Provided records —
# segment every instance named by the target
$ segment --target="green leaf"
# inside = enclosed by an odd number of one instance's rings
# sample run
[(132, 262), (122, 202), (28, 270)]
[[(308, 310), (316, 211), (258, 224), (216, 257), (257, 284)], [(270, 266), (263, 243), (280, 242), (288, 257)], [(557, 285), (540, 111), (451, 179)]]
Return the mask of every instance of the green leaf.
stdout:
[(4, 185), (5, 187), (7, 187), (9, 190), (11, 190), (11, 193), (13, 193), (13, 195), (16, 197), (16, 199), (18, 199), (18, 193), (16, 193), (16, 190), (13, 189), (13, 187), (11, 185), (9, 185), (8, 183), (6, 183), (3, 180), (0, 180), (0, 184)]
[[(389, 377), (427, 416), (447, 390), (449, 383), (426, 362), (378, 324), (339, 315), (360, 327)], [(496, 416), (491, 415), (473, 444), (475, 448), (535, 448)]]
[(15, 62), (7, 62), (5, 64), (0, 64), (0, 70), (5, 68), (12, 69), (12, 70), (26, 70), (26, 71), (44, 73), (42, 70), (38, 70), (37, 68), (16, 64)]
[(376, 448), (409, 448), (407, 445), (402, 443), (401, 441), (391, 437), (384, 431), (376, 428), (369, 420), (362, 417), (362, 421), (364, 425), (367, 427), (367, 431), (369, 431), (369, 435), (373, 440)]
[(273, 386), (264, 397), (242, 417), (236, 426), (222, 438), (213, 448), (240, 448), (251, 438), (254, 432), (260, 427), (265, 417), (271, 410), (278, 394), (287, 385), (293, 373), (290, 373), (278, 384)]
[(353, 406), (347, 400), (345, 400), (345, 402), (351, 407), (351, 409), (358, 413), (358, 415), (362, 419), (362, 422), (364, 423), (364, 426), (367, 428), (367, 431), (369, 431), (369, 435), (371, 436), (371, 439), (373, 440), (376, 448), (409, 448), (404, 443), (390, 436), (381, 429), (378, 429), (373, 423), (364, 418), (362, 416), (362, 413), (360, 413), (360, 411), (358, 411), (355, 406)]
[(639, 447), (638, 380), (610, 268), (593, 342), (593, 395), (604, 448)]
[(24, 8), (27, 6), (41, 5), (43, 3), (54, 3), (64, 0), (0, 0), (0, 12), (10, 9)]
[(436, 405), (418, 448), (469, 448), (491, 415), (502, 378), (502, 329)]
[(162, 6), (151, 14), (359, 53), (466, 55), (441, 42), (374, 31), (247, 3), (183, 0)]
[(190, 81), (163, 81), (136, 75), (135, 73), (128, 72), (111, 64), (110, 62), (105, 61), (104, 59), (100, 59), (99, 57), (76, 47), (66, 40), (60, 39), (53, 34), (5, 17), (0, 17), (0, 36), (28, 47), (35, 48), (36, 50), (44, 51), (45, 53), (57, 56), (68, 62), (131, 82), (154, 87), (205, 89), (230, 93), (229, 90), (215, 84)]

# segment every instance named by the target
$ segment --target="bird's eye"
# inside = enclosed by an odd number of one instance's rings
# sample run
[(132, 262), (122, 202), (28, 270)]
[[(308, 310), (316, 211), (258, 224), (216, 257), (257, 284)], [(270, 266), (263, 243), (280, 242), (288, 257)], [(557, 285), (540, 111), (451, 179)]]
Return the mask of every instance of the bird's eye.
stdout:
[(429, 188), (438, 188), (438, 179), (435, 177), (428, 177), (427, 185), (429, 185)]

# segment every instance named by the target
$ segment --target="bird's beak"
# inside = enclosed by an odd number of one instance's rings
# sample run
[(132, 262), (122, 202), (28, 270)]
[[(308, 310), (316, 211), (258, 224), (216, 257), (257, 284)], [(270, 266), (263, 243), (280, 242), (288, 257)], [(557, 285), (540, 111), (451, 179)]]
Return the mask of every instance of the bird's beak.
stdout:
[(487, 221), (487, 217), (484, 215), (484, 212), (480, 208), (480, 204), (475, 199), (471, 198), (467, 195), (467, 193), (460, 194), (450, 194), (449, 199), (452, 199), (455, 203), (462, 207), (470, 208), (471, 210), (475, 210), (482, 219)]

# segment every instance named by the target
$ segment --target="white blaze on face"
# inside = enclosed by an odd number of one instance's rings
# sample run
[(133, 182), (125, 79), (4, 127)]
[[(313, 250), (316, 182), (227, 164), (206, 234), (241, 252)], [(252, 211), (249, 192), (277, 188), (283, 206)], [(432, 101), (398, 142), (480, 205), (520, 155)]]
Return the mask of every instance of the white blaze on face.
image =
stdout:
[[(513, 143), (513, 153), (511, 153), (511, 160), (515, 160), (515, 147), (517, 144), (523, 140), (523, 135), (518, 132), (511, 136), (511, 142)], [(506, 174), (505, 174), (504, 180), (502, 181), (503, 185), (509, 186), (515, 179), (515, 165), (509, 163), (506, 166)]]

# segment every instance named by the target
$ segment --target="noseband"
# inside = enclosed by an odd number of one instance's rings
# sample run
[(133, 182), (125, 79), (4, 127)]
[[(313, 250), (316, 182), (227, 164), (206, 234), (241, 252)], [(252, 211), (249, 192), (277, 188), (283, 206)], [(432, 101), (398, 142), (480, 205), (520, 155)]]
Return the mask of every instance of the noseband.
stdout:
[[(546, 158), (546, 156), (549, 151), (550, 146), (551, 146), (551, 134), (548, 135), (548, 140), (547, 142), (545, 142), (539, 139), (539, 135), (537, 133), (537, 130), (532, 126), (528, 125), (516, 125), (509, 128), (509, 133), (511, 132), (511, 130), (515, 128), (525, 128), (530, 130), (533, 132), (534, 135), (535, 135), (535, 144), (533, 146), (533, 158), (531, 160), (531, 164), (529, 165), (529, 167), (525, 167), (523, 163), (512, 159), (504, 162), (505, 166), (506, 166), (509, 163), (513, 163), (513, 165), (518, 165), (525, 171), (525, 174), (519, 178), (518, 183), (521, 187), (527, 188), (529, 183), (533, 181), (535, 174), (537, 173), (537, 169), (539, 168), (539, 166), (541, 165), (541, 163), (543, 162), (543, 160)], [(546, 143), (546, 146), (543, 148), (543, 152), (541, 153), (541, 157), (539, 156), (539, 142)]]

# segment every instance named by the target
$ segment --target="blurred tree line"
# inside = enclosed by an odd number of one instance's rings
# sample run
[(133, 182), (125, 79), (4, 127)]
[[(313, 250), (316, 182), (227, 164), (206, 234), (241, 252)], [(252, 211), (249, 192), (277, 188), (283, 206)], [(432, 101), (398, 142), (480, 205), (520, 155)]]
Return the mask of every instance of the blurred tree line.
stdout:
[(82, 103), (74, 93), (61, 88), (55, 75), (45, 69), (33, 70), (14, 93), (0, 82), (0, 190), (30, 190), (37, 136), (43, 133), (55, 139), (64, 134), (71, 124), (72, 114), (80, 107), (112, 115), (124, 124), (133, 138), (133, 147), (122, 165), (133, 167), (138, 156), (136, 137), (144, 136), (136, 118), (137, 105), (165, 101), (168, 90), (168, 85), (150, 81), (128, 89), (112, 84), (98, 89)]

Given problem — Convert every line of the records above into a JSON list of strings, one string per line, and omit the blank lines.

Response —
[
  "# segment every instance named by the target",
  "$ segment --target=\"green leaf\"",
  "# inside = enclosed by an odd number of one instance's rings",
  "# sample run",
  "[(132, 262), (122, 202), (28, 270)]",
  "[[(308, 310), (316, 211), (258, 224), (216, 257), (257, 284)], [(270, 266), (263, 243), (280, 242), (288, 257)], [(557, 285), (540, 111), (451, 179)]]",
  "Return the mask of every instance of the green leaf.",
  "stdout:",
  "[(4, 185), (5, 187), (7, 187), (9, 190), (11, 190), (11, 193), (13, 193), (13, 195), (16, 197), (16, 199), (18, 199), (18, 193), (16, 193), (16, 190), (13, 189), (13, 187), (11, 185), (9, 185), (8, 183), (6, 183), (3, 180), (0, 180), (0, 184)]",
  "[[(389, 377), (427, 416), (447, 390), (449, 383), (426, 362), (378, 324), (339, 315), (360, 327)], [(496, 416), (491, 415), (473, 444), (475, 448), (535, 448)]]",
  "[(15, 62), (7, 62), (5, 64), (0, 64), (0, 70), (5, 68), (12, 69), (12, 70), (26, 70), (26, 71), (44, 73), (42, 70), (38, 70), (37, 68), (16, 64)]",
  "[(376, 448), (409, 448), (407, 445), (402, 443), (401, 441), (391, 437), (384, 431), (376, 428), (369, 420), (362, 417), (362, 421), (364, 425), (367, 427), (367, 431), (369, 431), (369, 435), (373, 440)]",
  "[(273, 386), (264, 397), (242, 417), (236, 426), (222, 438), (213, 448), (240, 448), (251, 438), (254, 432), (260, 427), (265, 417), (271, 410), (278, 394), (287, 385), (293, 373), (290, 373), (278, 384)]",
  "[(353, 406), (347, 400), (345, 400), (345, 402), (351, 407), (351, 409), (358, 413), (358, 415), (362, 419), (362, 422), (364, 423), (364, 426), (367, 428), (367, 431), (369, 431), (369, 435), (371, 436), (371, 439), (373, 440), (376, 448), (409, 448), (404, 443), (390, 436), (381, 429), (378, 429), (373, 423), (364, 418), (362, 416), (362, 413), (360, 413), (360, 411), (358, 411), (355, 406)]",
  "[(639, 447), (638, 380), (610, 268), (593, 342), (593, 395), (604, 448)]",
  "[(24, 8), (27, 6), (41, 5), (43, 3), (54, 3), (64, 0), (0, 0), (0, 12), (10, 9)]",
  "[(436, 405), (418, 448), (469, 448), (491, 415), (502, 378), (502, 329)]",
  "[(162, 6), (151, 14), (359, 53), (466, 55), (441, 42), (374, 31), (247, 3), (183, 0)]",
  "[(190, 81), (163, 81), (136, 75), (135, 73), (128, 72), (111, 64), (110, 62), (105, 61), (104, 59), (100, 59), (99, 57), (76, 47), (66, 40), (60, 39), (53, 34), (5, 17), (0, 17), (0, 36), (28, 47), (35, 48), (36, 50), (44, 51), (45, 53), (57, 56), (68, 62), (131, 82), (154, 87), (205, 89), (230, 93), (229, 90), (215, 84)]",
  "# segment every instance named by the target",
  "$ segment --target=\"bird's eye\"",
  "# inside = enclosed by an odd number of one instance's rings",
  "# sample run",
  "[(132, 262), (122, 202), (28, 270)]",
  "[[(308, 310), (316, 211), (258, 224), (216, 257), (257, 284)], [(270, 266), (263, 243), (280, 242), (288, 257)], [(557, 285), (540, 111), (451, 179)]]",
  "Return the mask of every instance of the bird's eye.",
  "stdout:",
  "[(429, 188), (438, 188), (438, 179), (435, 177), (428, 177), (427, 185), (429, 185)]",
  "# segment every instance named by the target",
  "$ segment --target=\"bird's beak\"",
  "# inside = enclosed by an odd number of one instance's rings",
  "# sample run",
  "[(132, 262), (122, 202), (28, 270)]",
  "[[(308, 310), (316, 211), (258, 224), (216, 257), (257, 284)], [(270, 266), (263, 243), (280, 242), (288, 257)], [(557, 285), (540, 111), (451, 179)]]",
  "Return the mask of every instance of the bird's beak.",
  "stdout:",
  "[(487, 221), (487, 217), (484, 215), (484, 212), (480, 208), (480, 204), (475, 199), (471, 198), (467, 195), (467, 193), (460, 194), (450, 194), (449, 199), (452, 199), (455, 203), (462, 207), (470, 208), (471, 210), (475, 210), (482, 219)]",
  "# segment every instance named by the target",
  "$ segment --target=\"white blaze on face\"",
  "# inside = enclosed by an odd number of one instance's rings",
  "# sample run",
  "[(133, 182), (125, 79), (4, 127)]",
  "[[(313, 250), (316, 182), (227, 164), (206, 234), (241, 252)], [(252, 211), (249, 192), (277, 188), (283, 206)], [(432, 101), (398, 142), (480, 205), (520, 155)]]",
  "Return the mask of every instance of the white blaze on face.",
  "image =",
  "stdout:",
  "[[(513, 143), (513, 153), (511, 153), (511, 160), (515, 160), (515, 147), (517, 144), (523, 140), (523, 135), (518, 132), (511, 136), (511, 142)], [(506, 174), (505, 174), (504, 180), (502, 181), (503, 185), (509, 186), (515, 179), (515, 165), (509, 163), (506, 166)]]",
  "# segment every instance named by the target",
  "$ segment --target=\"noseband\"",
  "# inside = enclosed by an odd number of one instance's rings",
  "# sample run",
  "[(133, 182), (125, 79), (4, 127)]",
  "[[(313, 250), (316, 182), (227, 164), (206, 234), (241, 252)], [(252, 211), (249, 192), (277, 188), (283, 206)], [(432, 101), (398, 142), (480, 205), (520, 155)]]",
  "Return the mask of every instance of the noseband.",
  "stdout:",
  "[[(546, 158), (546, 156), (549, 151), (550, 146), (551, 146), (551, 134), (548, 135), (548, 140), (547, 142), (545, 142), (539, 139), (539, 135), (537, 133), (537, 130), (532, 126), (528, 125), (516, 125), (509, 128), (509, 133), (511, 132), (511, 130), (515, 128), (525, 128), (530, 130), (533, 132), (534, 135), (535, 135), (535, 144), (533, 146), (533, 158), (531, 160), (531, 164), (529, 165), (529, 167), (525, 167), (523, 163), (512, 159), (504, 162), (505, 166), (506, 166), (509, 163), (513, 163), (513, 165), (518, 165), (525, 171), (525, 174), (519, 178), (518, 183), (521, 187), (527, 188), (529, 183), (533, 181), (535, 174), (537, 173), (537, 169), (539, 168), (539, 166), (541, 165), (541, 163), (543, 162), (543, 160)], [(546, 143), (546, 146), (543, 148), (543, 152), (541, 153), (541, 157), (539, 156), (539, 142)]]",
  "# segment every instance named by the target",
  "$ segment --target=\"blurred tree line\"",
  "# inside = enclosed by an odd number of one instance's rings",
  "# sample run",
  "[(133, 182), (125, 79), (4, 127)]",
  "[[(313, 250), (316, 182), (227, 164), (206, 234), (241, 252)], [(252, 211), (249, 192), (277, 188), (283, 206)], [(432, 101), (398, 142), (480, 205), (520, 155)]]",
  "Return the mask of every instance of the blurred tree line.",
  "stdout:",
  "[(82, 103), (74, 93), (61, 88), (55, 75), (45, 69), (33, 70), (14, 93), (0, 82), (0, 190), (30, 190), (37, 136), (43, 133), (55, 139), (64, 134), (71, 124), (72, 114), (80, 107), (112, 115), (124, 124), (133, 138), (133, 147), (122, 165), (133, 167), (138, 156), (136, 137), (144, 136), (136, 118), (137, 105), (165, 101), (168, 90), (168, 85), (150, 81), (128, 89), (112, 84), (98, 89)]"
]